::: Source material :::

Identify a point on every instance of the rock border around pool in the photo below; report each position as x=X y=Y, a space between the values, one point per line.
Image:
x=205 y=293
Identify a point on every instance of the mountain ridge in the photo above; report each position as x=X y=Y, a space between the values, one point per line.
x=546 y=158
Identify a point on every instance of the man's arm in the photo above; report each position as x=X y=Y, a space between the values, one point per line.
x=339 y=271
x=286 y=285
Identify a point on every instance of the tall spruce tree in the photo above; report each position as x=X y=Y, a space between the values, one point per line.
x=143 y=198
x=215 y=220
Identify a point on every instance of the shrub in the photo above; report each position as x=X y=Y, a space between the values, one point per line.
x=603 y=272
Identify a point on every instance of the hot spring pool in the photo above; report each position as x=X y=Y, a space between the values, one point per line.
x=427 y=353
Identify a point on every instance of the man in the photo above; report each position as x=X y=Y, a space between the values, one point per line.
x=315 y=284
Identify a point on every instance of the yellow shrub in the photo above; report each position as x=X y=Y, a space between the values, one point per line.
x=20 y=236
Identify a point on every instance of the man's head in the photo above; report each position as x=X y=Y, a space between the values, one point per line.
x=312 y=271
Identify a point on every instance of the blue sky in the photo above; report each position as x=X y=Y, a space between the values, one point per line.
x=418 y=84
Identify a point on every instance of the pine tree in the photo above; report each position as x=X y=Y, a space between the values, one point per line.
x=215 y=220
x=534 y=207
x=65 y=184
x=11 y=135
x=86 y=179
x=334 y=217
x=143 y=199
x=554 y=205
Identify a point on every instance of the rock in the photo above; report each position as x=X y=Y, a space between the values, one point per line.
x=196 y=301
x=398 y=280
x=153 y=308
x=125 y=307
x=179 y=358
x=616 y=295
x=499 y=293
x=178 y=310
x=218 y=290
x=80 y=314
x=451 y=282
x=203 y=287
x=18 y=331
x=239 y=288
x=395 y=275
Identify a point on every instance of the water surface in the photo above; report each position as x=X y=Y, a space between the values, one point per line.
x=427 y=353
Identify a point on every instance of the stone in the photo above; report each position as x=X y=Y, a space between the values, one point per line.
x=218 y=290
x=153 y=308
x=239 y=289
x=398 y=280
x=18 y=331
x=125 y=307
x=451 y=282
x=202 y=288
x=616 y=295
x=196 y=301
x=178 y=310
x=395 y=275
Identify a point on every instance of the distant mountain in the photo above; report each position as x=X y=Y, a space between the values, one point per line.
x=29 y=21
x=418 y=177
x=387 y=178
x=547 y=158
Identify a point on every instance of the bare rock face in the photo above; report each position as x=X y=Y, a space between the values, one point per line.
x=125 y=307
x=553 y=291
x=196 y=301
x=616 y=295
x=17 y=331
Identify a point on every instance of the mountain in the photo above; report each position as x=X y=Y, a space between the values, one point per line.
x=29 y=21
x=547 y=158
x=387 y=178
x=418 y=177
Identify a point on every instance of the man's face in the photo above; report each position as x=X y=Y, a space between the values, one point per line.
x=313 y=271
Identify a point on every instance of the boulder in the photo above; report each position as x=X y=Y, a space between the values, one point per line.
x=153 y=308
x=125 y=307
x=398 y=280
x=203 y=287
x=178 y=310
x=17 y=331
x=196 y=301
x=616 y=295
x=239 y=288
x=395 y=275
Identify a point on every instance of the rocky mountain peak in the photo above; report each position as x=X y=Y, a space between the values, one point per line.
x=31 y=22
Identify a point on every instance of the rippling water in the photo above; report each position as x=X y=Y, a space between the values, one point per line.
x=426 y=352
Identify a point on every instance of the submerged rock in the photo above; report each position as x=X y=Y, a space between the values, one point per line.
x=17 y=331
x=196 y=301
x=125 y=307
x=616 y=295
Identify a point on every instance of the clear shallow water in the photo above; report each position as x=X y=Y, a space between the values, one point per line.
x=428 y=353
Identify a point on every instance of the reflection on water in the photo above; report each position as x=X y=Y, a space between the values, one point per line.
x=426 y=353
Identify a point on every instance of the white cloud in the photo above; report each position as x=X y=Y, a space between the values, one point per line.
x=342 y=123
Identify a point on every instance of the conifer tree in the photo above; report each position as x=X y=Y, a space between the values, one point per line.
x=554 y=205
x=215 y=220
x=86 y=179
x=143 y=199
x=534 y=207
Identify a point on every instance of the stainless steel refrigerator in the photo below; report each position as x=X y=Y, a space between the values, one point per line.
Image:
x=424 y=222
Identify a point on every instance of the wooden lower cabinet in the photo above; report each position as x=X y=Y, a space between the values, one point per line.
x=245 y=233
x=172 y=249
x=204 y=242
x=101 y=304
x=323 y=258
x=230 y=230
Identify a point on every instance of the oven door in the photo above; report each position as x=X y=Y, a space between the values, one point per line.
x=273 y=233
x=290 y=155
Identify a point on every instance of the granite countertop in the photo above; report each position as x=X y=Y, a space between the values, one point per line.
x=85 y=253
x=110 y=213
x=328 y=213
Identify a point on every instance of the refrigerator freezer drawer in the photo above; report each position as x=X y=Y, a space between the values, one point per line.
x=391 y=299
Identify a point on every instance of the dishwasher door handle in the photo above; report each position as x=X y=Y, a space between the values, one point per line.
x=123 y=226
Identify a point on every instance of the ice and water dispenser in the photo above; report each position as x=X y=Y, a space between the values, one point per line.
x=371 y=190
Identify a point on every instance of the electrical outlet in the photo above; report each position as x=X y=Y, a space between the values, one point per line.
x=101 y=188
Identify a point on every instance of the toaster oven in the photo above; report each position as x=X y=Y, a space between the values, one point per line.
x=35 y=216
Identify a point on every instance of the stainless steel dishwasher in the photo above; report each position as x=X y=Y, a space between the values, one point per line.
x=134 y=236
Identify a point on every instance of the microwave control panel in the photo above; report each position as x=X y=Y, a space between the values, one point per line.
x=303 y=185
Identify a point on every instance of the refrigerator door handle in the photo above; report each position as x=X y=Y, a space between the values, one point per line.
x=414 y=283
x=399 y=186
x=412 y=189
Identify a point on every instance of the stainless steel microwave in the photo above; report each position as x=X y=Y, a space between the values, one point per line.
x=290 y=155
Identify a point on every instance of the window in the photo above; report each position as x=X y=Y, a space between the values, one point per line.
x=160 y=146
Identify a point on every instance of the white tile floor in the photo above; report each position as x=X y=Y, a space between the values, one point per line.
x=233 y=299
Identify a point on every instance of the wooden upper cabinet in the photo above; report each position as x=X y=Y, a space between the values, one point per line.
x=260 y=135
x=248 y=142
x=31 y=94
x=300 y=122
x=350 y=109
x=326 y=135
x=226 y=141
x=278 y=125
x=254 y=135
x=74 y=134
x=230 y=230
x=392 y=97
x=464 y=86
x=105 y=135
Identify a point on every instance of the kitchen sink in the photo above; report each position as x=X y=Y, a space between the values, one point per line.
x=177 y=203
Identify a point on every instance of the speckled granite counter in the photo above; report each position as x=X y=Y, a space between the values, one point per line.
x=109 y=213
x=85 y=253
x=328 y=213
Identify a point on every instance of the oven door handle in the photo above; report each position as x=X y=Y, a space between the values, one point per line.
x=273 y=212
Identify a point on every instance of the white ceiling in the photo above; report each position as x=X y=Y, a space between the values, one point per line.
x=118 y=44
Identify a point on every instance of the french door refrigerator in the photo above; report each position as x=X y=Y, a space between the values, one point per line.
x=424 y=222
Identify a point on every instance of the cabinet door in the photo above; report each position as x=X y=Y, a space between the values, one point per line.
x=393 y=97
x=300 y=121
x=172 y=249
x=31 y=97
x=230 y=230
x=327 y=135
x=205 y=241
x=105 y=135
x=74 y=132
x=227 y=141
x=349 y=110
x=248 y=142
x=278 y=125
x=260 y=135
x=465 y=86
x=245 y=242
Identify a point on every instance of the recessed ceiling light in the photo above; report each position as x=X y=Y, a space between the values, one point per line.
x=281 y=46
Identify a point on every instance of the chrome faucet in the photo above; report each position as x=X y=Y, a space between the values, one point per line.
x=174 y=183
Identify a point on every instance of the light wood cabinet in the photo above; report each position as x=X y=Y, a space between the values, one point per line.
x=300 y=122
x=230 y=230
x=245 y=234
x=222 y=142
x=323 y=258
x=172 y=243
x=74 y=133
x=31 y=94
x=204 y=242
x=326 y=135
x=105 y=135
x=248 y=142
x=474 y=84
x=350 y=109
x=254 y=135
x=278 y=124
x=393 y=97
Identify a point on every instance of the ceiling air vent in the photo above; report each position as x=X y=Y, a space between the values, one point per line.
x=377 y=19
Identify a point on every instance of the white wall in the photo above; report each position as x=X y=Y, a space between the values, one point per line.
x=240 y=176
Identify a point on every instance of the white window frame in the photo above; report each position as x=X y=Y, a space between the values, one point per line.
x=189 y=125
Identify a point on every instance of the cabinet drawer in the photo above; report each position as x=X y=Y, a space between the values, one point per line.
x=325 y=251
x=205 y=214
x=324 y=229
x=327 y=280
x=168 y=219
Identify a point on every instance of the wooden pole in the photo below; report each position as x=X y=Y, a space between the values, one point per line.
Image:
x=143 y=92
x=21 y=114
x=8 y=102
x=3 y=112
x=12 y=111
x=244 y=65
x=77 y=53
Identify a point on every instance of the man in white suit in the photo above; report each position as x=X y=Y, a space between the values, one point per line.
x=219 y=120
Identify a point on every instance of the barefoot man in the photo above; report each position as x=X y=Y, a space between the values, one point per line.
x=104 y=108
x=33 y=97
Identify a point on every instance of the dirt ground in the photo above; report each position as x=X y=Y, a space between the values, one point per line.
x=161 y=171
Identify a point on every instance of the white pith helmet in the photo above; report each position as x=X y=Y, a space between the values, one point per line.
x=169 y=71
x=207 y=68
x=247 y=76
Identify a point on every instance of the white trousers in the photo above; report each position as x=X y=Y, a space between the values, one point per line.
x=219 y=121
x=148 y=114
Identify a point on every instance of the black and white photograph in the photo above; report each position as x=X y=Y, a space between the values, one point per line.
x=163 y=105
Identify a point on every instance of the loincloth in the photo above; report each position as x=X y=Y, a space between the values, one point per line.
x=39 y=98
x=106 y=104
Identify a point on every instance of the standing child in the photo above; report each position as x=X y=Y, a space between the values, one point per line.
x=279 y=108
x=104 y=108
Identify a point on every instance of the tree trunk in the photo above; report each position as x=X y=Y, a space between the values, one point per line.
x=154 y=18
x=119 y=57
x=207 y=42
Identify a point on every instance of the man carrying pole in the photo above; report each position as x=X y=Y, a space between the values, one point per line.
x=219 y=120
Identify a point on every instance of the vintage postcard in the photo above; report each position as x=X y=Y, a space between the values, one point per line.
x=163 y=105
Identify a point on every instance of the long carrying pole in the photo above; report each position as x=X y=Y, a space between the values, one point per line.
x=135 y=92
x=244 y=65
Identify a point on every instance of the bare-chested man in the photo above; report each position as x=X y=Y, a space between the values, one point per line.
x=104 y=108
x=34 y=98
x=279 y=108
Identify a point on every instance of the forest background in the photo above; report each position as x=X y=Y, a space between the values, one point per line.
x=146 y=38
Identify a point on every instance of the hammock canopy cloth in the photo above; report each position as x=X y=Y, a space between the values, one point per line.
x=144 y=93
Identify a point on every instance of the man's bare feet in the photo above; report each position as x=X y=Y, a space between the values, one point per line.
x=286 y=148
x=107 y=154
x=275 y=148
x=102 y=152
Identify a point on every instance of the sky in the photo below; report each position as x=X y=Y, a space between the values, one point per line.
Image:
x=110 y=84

:::

Report each line above that includes the string "below".

Reply:
Identify a point on every instance of the rock border around pool in the photo below; report each position as x=X y=Y, a space between the values, one point per line.
Identify a point on every instance of the stainless steel refrigerator in the photo below; report each position as x=X y=Y, a space between the values, one point per line.
Identify a point on every instance of the wooden pole in the photo below; report each position as x=X y=Y, a space between the values, one point per line.
Identify a point on every instance of the sky in the photo below; report each position as x=X y=Y, a space between the values, one point per line.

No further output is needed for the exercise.